* **WAS ZU TUN IST**
(a) Beantworte anhand des Auszugs über die SPD diese Fragen:
(i) Welche beiden Politiker versprachen 1998 „Innovation und Gerechtigkeit!“?
(ii) In welchem Jahr errang Willy Brandt den im Auszug genannten Wahlsieg?
(iii) In welcher Funktion half Scholz damals, die Agenda-Politik zu kommunizieren?
(b) Kopiere aus dem Auszug über die SPD alles von „Zwar ist auch“ bis hinunter zu „zu bringen ist.“ ohne jede Änderung.

* **AUSZUG**

Doch diese Deutungen übersehen, dass die SPD nach langen Jahren der Selbstschau und Introspektive einen Wandel durchgemacht hat und sie sich nun wieder stringenter und vor allem glaubwürdiger an früheren Erfolgsmustern orientiert. Sozialdemokraten in Deutschland wussten immer dann an den Wahlurnen zu überzeugen, wenn es ihnen gelang, breite Wählerkoalitionen aus oberen und unteren Mittelschichten zu schmieden – das berühmte Bündnis aus Mitte und unten. Dafür mussten der Zukunftsoptimismus und die Innovationsideen der aufstrebenden urbanen Mittelklassen mit den Sicherheitsanforderungen und Anerkennungsansprüchen derjenigen verbunden werden, die fürchteten, auf das soziale, kulturelle wie ökonomische Abstellgleis zu geraten.

Schweres Erbe

"Innovation und Gerechtigkeit!", versprachen 1998 Gerhard Schröder und Oskar Lafontaine. Auch Willy Brandts Wahlsieg 1969 war Ergebnis einer Verbindung aus demokratie- und wirtschaftspolitischen Innovationen mit einer zentralen politischen Rolle der Gewerkschaften und der Absicherung von Arbeitnehmerrechten. Eine Verbindung von Sicherheit im Hier und Jetzt und der Schaffung einer neuen, besseren Gesellschaft in der Zukunft war stets der Humus, auf dem sozialdemokratische Überzeugungskraft gedieh.

Die SPD hat Wahlniederlagen erlitten, wenn sie einen Pfeiler dieser Zwei-Säulen-Statik vernachlässigte. Und in den vergangenen gut anderthalb Jahrzehnten nach der Einführung der Agendareformen und der Überarbeitung des Sozialstaats durch die Hartz-Gesetze hat es ihr an genau dieser Statik für das sozialdemokratische Programmgebäude oft gemangelt. Sie trug schwer an der Frage, wie mit dem Erbe der Sozialreformen umzugehen sei. Denn entweder geriet ihr der Wirtschaftsoptimismus allzu laut (wenn etwa statt von konkreten Rechten von sozialer "Fairness" gesprochen wurde) – oder aber die Betonung einer absichernden Sozialpolitik angesichts der eigenen Hartz-Vergangenheit zu unglaubwürdig.

Einschneidende Agenda 2010

Zwar ist auch Scholz’ Laufbahn eng mit der Agenda-Politik verknüpft, die er als damaliger Generalsekretär zu kommunizieren half. Allerdings hat er durch seine intensive Mitautorenschaft geholfen, dass die innere Statik des aktuellen Wahlprogramms sowohl mit den zwei notwendigen Pfeilern sozialdemokratischer Zukunftsgebäude als auch mit seinem persönlichen politischen Profil als Kandidat in Einklang zu bringen ist.

* **GEZEIGTE EINTRÄGE**

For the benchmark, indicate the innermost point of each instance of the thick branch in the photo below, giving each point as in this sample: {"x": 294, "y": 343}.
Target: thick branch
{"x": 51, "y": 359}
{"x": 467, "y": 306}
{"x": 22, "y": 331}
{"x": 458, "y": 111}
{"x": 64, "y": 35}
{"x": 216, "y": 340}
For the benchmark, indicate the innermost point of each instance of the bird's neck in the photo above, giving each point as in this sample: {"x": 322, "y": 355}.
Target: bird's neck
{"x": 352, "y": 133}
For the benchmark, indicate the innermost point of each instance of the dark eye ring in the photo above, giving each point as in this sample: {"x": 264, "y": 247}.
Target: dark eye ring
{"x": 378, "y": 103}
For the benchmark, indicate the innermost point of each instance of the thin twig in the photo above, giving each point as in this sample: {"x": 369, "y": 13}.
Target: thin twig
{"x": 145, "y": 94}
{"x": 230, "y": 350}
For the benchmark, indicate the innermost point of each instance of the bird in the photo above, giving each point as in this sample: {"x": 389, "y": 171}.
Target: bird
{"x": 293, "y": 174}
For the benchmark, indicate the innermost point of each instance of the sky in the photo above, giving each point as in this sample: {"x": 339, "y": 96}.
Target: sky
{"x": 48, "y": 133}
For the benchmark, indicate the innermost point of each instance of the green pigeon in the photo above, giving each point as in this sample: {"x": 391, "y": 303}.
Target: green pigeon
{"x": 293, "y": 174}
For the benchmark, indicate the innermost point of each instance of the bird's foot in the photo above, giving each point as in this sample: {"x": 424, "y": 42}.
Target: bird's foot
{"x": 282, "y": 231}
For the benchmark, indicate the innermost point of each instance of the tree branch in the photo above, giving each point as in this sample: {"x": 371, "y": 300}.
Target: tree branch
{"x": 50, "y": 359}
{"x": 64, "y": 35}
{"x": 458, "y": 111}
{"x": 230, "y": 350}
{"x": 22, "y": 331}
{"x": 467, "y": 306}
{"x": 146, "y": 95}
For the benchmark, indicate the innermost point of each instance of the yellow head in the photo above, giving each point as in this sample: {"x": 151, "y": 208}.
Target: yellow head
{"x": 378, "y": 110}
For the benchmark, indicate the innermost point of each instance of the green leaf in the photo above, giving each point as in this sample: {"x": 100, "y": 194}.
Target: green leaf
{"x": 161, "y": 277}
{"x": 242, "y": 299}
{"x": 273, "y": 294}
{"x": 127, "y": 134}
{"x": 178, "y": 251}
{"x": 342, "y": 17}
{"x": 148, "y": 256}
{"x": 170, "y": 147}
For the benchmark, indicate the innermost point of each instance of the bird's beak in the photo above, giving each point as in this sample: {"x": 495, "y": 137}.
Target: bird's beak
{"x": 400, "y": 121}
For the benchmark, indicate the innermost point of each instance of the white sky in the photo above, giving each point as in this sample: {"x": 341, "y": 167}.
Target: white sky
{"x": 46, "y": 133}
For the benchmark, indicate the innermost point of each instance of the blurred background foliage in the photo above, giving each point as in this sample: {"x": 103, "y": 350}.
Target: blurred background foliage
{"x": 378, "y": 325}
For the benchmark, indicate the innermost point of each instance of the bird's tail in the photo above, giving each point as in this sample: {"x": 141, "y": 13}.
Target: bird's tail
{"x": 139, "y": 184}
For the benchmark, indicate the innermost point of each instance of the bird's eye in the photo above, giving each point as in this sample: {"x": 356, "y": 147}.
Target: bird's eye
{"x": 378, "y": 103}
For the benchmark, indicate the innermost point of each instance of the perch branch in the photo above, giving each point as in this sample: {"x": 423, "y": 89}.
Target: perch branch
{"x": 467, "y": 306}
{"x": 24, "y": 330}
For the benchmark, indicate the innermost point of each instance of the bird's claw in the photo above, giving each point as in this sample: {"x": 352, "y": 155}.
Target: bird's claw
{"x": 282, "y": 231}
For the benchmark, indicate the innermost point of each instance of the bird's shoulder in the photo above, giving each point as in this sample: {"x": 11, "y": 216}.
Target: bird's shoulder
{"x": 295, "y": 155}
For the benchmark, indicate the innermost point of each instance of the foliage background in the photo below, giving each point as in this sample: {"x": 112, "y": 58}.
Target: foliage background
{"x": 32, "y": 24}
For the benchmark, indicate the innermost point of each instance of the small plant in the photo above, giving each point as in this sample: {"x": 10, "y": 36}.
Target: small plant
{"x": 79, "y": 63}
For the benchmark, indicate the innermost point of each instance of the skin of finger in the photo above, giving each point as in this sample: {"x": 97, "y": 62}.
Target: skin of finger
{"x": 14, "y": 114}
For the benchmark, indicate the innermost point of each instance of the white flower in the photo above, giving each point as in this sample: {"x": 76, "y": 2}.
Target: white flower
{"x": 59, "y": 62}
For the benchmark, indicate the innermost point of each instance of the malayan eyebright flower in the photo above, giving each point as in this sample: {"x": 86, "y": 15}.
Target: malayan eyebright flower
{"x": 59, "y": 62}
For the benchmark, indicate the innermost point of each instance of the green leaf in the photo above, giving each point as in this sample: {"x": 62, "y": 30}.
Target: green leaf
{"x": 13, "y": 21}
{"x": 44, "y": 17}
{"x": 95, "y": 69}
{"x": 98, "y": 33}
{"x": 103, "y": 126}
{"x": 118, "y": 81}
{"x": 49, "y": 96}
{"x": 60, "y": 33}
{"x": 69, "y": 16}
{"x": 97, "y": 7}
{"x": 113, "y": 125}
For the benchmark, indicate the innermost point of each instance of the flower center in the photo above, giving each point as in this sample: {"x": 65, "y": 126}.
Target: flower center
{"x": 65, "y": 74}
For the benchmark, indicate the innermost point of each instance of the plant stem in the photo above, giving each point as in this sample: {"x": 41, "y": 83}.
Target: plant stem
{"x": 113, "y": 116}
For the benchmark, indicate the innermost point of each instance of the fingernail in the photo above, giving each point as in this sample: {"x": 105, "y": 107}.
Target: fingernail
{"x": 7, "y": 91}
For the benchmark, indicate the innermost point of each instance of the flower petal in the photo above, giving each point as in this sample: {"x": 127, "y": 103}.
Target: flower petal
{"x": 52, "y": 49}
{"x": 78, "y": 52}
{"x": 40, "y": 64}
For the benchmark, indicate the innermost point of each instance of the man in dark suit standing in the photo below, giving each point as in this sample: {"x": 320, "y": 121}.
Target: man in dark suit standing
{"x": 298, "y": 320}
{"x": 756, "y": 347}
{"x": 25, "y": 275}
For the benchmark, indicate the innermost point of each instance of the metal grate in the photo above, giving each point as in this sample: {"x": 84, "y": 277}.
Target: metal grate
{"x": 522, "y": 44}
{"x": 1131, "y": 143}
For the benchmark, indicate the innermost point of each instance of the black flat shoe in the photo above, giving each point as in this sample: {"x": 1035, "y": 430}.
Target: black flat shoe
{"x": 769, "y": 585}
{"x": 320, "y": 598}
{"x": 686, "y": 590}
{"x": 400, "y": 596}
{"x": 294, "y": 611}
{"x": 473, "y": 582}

* **LÖSUNGEN**
(a)
(i) Gerhard Schröder und Oskar Lafontaine versprachen 1998 „Innovation und Gerechtigkeit!“.
(ii) Willy Brandt errang den Wahlsieg 1969.
(iii) Scholz half als damaliger Generalsekretär, die Agenda-Politik zu kommunizieren.

(b)
Zwar ist auch Scholz’ Laufbahn eng mit der Agenda-Politik verknüpft, die er als damaliger Generalsekretär zu kommunizieren half. Allerdings hat er durch seine intensive Mitautorenschaft geholfen, dass die innere Statik des aktuellen Wahlprogramms sowohl mit den zwei notwendigen Pfeilern sozialdemokratischer Zukunftsgebäude als auch mit seinem persönlichen politischen Profil als Kandidat in Einklang zu bringen ist.